Pointing dataset entries:
----------------

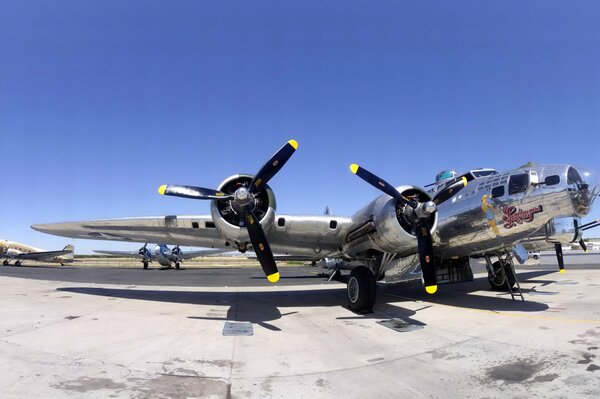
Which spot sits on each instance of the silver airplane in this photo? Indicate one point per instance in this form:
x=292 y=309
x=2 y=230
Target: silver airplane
x=162 y=254
x=406 y=233
x=11 y=250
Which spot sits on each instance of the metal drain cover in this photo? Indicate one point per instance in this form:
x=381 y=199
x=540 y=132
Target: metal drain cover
x=399 y=325
x=238 y=328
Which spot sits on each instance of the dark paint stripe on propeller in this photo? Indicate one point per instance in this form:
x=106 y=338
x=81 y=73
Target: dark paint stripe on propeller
x=273 y=165
x=191 y=192
x=380 y=184
x=559 y=257
x=261 y=246
x=450 y=191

----------------

### WHAT YOU ARE ASKED TO DO
Rewrite every entry with "in this photo" replaced by "in this image" and everything else unchanged. Omit the pictures from your answer.

### ANSWER BELOW
Which spot sits on each instance of the silver airplane in this image? Indicate one point per instance in this form:
x=292 y=309
x=2 y=230
Target: silver airplane
x=162 y=254
x=406 y=233
x=11 y=250
Which spot sits on each instance of the metal drain cover in this image? Indicate one point per instance in this form:
x=381 y=199
x=540 y=132
Target: metal drain cover
x=399 y=325
x=238 y=328
Which spot sits on each instance of the dark paint stripe on propeller in this image? Indicate one point per instance in this form:
x=106 y=338
x=81 y=73
Target: dark paint stripe on propeller
x=273 y=165
x=191 y=192
x=380 y=184
x=559 y=257
x=261 y=246
x=450 y=191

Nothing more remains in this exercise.